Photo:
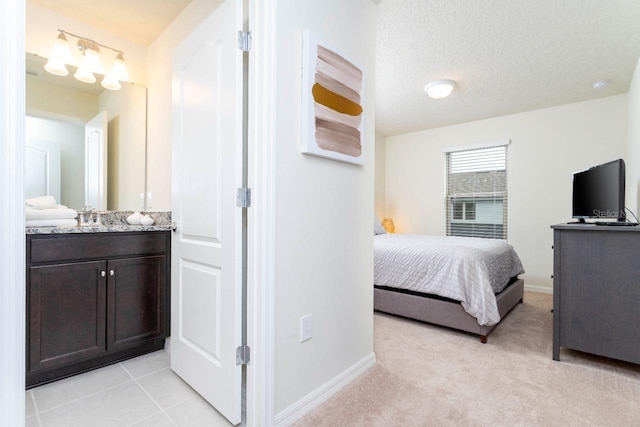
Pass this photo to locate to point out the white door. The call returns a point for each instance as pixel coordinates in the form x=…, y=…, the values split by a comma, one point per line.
x=206, y=246
x=95, y=162
x=42, y=169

◆ ASSIGNMENT ◆
Copy the data word for word, no pictures.

◆ COMPLETED TASK ◆
Photo:
Pass this photo to locate to point out the white door. The call returns a point for each instance as pixel coordinates in the form x=…, y=…, the values split by a comma, one point per line.
x=206, y=246
x=95, y=162
x=42, y=169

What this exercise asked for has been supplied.